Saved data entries
- - - - - - -

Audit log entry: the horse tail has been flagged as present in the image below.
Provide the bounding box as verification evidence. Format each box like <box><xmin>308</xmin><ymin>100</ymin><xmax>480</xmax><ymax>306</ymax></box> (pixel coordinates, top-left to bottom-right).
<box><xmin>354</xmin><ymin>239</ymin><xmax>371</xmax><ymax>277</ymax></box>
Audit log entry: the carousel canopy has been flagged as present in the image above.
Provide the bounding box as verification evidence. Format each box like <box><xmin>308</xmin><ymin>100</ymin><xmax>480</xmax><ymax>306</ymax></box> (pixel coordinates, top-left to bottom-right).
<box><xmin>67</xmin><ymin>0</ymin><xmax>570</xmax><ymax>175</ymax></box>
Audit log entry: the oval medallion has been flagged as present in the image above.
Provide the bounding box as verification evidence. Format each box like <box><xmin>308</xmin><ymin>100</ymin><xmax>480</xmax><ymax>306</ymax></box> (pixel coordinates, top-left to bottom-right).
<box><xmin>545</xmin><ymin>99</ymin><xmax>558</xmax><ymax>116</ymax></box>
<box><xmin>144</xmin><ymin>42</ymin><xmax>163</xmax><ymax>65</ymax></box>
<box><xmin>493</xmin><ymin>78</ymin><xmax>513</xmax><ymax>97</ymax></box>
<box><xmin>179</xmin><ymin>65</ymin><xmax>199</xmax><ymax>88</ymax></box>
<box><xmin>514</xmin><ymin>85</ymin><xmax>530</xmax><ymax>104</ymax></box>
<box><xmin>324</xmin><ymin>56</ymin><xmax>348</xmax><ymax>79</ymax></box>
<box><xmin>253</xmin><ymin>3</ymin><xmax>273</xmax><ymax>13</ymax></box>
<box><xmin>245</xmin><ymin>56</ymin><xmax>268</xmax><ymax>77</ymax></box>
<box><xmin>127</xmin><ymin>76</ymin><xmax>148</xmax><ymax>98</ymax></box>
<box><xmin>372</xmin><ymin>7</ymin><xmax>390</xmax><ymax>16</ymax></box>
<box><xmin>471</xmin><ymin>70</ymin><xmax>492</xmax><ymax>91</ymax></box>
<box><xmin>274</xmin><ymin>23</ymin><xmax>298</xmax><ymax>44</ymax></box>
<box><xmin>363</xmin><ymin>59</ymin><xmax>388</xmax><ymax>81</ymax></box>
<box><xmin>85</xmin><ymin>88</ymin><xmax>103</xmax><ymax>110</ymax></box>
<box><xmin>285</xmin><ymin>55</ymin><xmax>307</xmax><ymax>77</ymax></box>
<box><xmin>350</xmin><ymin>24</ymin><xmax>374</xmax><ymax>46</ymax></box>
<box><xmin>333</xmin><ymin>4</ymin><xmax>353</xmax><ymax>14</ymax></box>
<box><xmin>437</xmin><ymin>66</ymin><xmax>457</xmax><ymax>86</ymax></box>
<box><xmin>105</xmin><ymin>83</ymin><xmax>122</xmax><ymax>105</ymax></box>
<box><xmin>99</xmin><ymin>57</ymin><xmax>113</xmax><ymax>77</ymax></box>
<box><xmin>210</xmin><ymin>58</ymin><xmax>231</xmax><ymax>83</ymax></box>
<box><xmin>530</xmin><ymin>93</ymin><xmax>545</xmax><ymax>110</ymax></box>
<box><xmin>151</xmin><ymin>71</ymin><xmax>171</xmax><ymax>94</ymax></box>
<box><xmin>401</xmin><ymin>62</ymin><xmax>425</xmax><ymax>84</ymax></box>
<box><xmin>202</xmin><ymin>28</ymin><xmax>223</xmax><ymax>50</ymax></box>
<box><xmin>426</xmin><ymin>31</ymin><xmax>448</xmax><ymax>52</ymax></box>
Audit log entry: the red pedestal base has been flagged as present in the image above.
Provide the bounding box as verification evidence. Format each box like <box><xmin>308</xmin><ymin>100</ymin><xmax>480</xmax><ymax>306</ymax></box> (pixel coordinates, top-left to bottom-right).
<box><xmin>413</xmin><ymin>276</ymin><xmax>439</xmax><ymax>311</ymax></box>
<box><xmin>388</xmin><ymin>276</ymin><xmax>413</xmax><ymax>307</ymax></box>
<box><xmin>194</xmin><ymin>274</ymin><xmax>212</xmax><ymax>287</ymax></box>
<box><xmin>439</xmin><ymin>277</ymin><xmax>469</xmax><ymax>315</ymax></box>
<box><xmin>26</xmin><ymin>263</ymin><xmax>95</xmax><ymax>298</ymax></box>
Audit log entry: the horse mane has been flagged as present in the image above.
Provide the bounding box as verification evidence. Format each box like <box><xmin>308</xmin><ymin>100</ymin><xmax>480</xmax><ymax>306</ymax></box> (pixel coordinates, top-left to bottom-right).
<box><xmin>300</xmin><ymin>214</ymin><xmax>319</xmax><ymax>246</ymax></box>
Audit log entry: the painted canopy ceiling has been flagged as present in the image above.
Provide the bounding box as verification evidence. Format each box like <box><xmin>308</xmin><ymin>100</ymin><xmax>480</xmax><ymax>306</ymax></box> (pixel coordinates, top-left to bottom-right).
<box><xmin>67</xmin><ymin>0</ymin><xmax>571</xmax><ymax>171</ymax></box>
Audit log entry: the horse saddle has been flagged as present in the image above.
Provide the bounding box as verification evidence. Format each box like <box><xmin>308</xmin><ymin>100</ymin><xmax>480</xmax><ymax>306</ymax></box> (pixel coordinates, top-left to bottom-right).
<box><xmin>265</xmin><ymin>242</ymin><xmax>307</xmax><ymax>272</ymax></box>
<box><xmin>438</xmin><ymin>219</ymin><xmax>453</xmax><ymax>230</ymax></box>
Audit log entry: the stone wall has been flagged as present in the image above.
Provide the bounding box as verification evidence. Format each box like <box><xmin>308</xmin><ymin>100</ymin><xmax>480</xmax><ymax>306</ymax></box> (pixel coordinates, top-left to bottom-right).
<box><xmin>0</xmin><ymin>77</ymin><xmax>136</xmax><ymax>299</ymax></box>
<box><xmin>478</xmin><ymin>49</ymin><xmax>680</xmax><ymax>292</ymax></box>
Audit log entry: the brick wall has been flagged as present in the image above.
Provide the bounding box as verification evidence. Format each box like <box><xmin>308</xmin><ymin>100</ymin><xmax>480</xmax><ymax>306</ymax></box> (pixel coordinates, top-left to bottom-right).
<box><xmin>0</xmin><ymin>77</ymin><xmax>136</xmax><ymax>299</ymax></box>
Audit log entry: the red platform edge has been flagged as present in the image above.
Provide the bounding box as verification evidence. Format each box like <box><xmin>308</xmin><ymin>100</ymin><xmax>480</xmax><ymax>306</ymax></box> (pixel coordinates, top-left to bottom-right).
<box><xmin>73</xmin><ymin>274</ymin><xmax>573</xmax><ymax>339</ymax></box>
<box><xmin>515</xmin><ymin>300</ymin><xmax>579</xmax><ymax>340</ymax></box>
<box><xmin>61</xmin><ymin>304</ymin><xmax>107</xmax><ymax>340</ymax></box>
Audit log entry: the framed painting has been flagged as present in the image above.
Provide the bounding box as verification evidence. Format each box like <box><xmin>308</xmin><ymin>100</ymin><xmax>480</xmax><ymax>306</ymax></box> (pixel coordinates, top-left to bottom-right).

- - - - - - -

* **REQUIRED WORK**: Go through the data and show each line that holds "wall".

* **OUTPUT OF THE TASK**:
Audit log entry: the stone wall has been flagged as present in the image above.
Audit log entry: the brick wall has been flagged as present in the image above.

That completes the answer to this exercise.